Task requirements >> Starting with the line that has "Query: white cardboard voting booth" and finishing with the line that has "Where can you spot the puro", set down each line below exactly. Pictures are not copied.

Photo-based referring expression data >>
==============================

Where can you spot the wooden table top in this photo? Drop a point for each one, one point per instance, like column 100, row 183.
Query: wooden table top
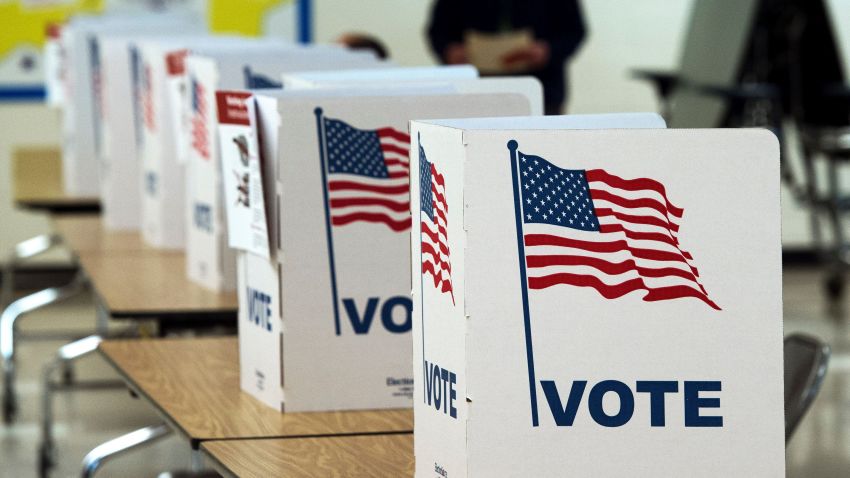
column 85, row 233
column 194, row 384
column 153, row 285
column 365, row 455
column 37, row 180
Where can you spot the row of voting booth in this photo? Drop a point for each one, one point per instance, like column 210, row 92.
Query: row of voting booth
column 587, row 294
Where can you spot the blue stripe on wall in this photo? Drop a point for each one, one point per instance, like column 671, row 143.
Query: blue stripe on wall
column 305, row 21
column 22, row 93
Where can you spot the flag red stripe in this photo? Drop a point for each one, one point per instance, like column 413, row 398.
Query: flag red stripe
column 603, row 195
column 428, row 267
column 618, row 290
column 645, row 220
column 395, row 134
column 354, row 186
column 438, row 197
column 396, row 162
column 438, row 178
column 391, row 148
column 396, row 206
column 643, row 236
column 532, row 240
column 441, row 214
column 396, row 225
column 435, row 238
column 639, row 184
column 676, row 292
column 611, row 268
column 428, row 248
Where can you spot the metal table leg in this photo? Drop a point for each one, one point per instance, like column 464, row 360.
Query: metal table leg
column 67, row 353
column 24, row 250
column 8, row 322
column 95, row 458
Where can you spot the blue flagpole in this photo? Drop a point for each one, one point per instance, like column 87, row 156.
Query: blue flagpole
column 304, row 14
column 421, row 278
column 323, row 157
column 532, row 381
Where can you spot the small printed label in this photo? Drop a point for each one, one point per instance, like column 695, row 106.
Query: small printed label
column 401, row 387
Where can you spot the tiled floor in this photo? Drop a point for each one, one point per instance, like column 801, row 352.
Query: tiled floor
column 84, row 419
column 820, row 448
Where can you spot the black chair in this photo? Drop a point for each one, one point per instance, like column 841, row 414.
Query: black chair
column 806, row 360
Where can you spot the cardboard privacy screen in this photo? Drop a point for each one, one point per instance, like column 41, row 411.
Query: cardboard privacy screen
column 596, row 303
column 344, row 228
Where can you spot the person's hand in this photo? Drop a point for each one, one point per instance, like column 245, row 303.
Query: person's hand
column 533, row 57
column 455, row 54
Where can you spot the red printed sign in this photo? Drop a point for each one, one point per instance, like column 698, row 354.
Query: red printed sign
column 232, row 107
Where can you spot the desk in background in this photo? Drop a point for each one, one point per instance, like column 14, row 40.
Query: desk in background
column 194, row 386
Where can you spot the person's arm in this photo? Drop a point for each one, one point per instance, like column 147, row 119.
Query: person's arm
column 566, row 30
column 445, row 29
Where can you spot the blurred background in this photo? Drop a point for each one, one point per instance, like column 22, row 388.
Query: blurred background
column 779, row 64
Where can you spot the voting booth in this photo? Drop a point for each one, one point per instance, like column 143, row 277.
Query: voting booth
column 340, row 245
column 162, row 88
column 595, row 302
column 117, row 126
column 209, row 260
column 79, row 47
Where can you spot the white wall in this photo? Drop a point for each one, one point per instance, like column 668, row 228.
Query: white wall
column 622, row 36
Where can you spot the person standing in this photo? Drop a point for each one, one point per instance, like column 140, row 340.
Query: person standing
column 557, row 27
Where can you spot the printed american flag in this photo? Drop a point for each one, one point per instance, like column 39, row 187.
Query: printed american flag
column 435, row 244
column 200, row 135
column 368, row 175
column 591, row 228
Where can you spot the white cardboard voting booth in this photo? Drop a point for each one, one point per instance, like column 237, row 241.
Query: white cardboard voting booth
column 209, row 261
column 249, row 167
column 78, row 43
column 343, row 228
column 116, row 127
column 596, row 303
column 341, row 287
column 163, row 179
column 361, row 77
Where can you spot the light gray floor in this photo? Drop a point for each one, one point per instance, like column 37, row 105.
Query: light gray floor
column 820, row 448
column 84, row 419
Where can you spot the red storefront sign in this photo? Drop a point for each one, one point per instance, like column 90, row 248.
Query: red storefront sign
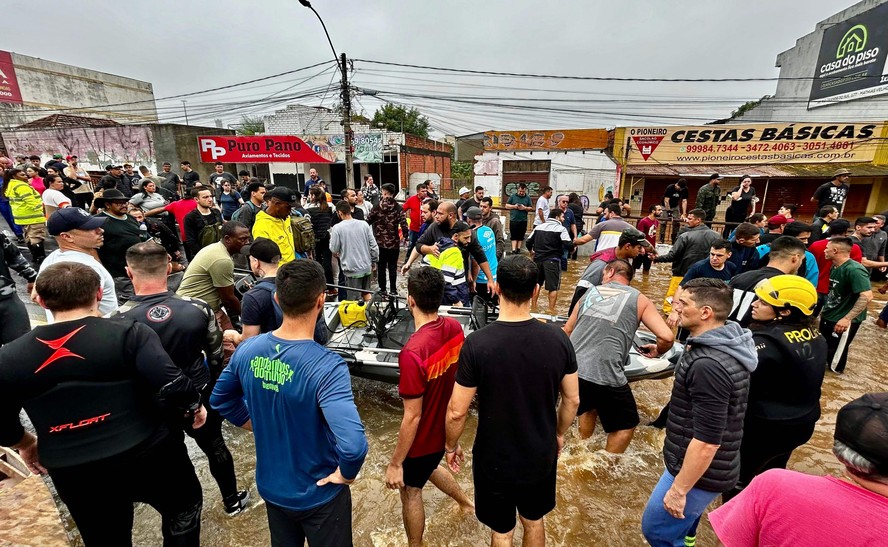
column 9, row 89
column 257, row 149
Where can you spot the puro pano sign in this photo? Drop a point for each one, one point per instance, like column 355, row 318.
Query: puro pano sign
column 852, row 60
column 755, row 144
column 257, row 149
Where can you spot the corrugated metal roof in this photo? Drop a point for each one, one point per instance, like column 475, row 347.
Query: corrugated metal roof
column 68, row 120
column 786, row 170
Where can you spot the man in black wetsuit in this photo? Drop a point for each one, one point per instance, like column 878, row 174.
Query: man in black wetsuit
column 188, row 331
column 90, row 386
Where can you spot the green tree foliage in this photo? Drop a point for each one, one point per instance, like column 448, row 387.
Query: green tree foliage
column 398, row 118
column 251, row 125
column 747, row 106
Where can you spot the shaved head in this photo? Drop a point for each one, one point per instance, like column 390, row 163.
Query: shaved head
column 446, row 207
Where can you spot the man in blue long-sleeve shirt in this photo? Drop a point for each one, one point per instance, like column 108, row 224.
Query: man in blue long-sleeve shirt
column 310, row 442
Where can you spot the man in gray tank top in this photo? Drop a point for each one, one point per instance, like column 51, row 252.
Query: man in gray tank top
column 601, row 329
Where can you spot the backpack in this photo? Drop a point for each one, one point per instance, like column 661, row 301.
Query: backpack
column 209, row 234
column 303, row 234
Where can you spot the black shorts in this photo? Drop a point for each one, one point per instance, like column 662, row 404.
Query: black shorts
column 495, row 504
column 327, row 524
column 517, row 230
column 418, row 470
column 549, row 275
column 615, row 405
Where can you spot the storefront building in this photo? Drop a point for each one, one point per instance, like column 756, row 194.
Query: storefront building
column 568, row 160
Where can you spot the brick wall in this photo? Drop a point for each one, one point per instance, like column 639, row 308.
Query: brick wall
column 415, row 159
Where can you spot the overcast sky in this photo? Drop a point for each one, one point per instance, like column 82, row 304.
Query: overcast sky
column 183, row 46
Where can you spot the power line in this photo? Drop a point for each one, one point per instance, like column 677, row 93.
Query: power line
column 589, row 78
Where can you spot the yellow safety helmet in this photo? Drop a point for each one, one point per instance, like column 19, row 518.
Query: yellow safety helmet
column 788, row 291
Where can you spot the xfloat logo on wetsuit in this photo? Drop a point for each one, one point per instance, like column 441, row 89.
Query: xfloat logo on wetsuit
column 82, row 423
column 60, row 350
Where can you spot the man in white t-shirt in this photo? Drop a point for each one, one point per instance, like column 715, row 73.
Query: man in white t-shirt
column 542, row 209
column 53, row 198
column 79, row 235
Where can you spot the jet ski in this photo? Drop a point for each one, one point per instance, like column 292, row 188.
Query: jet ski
column 370, row 345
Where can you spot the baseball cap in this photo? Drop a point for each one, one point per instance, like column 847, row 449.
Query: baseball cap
column 633, row 236
column 72, row 218
column 459, row 226
column 111, row 194
column 862, row 425
column 263, row 249
column 283, row 194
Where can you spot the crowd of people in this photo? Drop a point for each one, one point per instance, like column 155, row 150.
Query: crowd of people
column 142, row 293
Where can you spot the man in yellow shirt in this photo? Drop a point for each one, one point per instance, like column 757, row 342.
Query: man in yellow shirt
column 274, row 222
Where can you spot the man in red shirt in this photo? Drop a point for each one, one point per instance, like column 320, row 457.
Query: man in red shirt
column 179, row 209
column 413, row 208
column 837, row 228
column 649, row 226
column 428, row 372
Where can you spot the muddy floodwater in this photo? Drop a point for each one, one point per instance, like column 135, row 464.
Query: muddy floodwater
column 600, row 497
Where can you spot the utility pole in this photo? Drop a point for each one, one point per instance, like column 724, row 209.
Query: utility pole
column 346, row 123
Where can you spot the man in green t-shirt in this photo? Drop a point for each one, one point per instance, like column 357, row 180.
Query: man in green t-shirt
column 518, row 205
column 210, row 275
column 845, row 309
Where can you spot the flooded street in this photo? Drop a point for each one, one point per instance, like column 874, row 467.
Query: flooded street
column 600, row 497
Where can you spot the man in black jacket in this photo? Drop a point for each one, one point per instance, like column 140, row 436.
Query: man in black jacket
column 91, row 388
column 115, row 179
column 706, row 411
column 188, row 331
column 691, row 245
column 445, row 218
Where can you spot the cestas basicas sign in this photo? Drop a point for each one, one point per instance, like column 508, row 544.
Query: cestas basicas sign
column 257, row 149
column 755, row 143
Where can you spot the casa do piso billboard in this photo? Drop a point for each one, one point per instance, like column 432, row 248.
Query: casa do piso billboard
column 755, row 144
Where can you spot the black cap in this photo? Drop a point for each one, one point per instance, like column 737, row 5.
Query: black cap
column 111, row 194
column 264, row 250
column 283, row 194
column 459, row 226
column 72, row 218
column 862, row 425
column 633, row 236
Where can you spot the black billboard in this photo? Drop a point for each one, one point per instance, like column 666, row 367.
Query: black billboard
column 851, row 64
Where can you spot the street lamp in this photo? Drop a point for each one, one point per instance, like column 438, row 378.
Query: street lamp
column 346, row 100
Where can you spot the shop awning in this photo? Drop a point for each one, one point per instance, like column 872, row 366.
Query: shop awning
column 787, row 170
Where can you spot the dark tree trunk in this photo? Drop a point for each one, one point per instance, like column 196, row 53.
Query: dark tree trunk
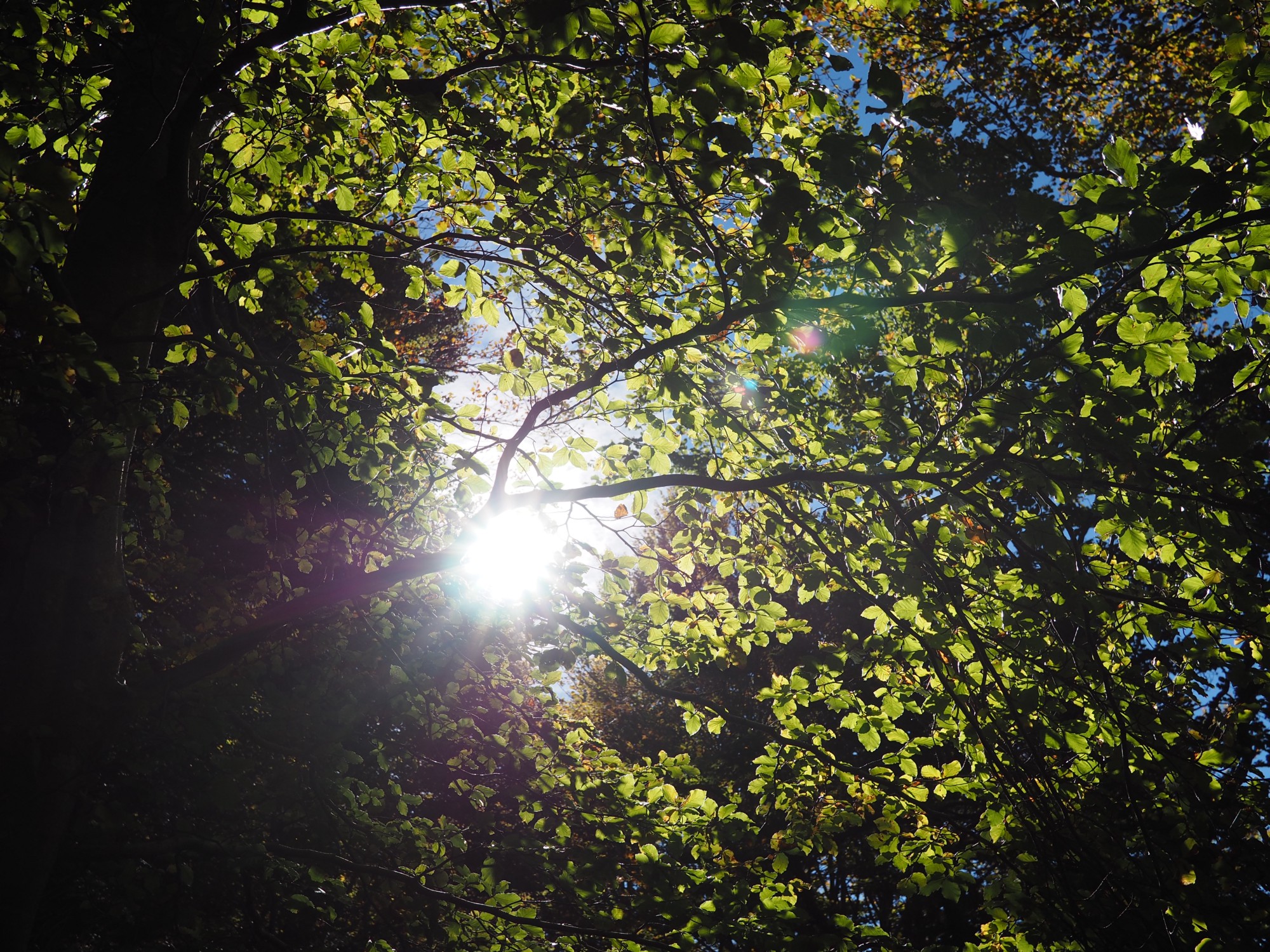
column 64, row 598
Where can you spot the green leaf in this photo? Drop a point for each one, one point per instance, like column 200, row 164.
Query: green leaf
column 1133, row 544
column 666, row 35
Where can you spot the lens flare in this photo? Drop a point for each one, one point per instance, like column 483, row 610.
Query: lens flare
column 511, row 555
column 806, row 341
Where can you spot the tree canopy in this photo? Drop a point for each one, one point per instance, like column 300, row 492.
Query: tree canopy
column 928, row 413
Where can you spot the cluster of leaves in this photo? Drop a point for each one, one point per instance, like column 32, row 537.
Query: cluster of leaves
column 963, row 601
column 1045, row 84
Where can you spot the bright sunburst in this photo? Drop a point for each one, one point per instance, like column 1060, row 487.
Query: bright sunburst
column 511, row 554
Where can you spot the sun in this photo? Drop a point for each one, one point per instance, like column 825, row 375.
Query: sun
column 511, row 555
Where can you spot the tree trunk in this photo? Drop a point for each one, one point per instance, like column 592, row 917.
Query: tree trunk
column 64, row 600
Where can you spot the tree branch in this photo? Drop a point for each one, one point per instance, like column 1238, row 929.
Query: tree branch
column 316, row 857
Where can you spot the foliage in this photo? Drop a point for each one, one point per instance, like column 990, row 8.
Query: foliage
column 1046, row 84
column 963, row 597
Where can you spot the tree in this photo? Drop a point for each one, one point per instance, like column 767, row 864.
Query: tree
column 1046, row 84
column 975, row 458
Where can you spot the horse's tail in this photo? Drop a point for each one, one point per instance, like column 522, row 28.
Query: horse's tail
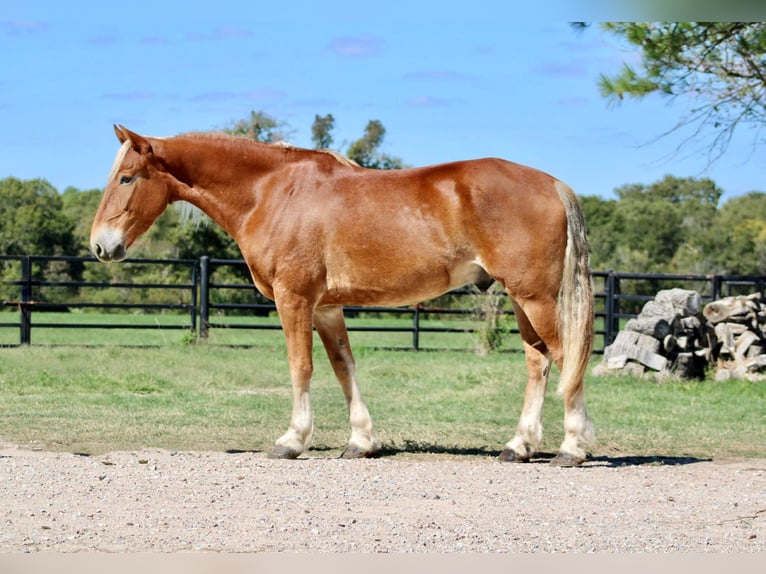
column 575, row 299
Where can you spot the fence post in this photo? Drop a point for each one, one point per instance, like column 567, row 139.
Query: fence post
column 195, row 280
column 416, row 328
column 25, row 308
column 611, row 323
column 204, row 295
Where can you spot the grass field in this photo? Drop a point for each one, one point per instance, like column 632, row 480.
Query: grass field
column 206, row 396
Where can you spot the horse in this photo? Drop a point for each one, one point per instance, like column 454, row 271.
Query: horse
column 318, row 231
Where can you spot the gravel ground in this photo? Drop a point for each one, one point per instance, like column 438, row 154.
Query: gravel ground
column 160, row 501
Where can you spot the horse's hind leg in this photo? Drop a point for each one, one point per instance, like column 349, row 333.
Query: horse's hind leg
column 529, row 431
column 332, row 330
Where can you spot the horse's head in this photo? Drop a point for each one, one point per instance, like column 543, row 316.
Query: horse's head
column 136, row 194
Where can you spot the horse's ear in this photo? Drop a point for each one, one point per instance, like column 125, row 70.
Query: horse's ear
column 118, row 132
column 137, row 142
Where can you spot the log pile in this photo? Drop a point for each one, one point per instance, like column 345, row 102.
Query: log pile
column 668, row 338
column 739, row 349
column 674, row 337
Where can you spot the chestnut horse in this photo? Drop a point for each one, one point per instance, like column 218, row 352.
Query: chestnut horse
column 317, row 232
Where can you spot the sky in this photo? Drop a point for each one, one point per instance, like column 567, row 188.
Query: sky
column 449, row 81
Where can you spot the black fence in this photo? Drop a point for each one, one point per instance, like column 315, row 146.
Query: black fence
column 206, row 295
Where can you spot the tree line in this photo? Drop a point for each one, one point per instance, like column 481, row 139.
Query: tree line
column 675, row 225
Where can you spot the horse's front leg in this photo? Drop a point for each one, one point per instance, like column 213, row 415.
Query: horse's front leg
column 332, row 329
column 295, row 314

==============================

Response area >>
Query: white cardboard voting booth
column 209, row 261
column 249, row 167
column 78, row 43
column 343, row 228
column 116, row 127
column 596, row 303
column 341, row 287
column 163, row 179
column 361, row 77
Where can you spot the light gray floor in this photo? Drop a point for each one, one point per instance, like column 37, row 105.
Query: light gray floor
column 820, row 448
column 84, row 419
Where can you spot the red storefront sign in this photo? Drop a point for each one, one point per instance, like column 90, row 248.
Query: red storefront sign
column 9, row 89
column 257, row 149
Where can you spot the puro pano sign in this photo? Drop a point for each one, one point per instance, like column 355, row 318.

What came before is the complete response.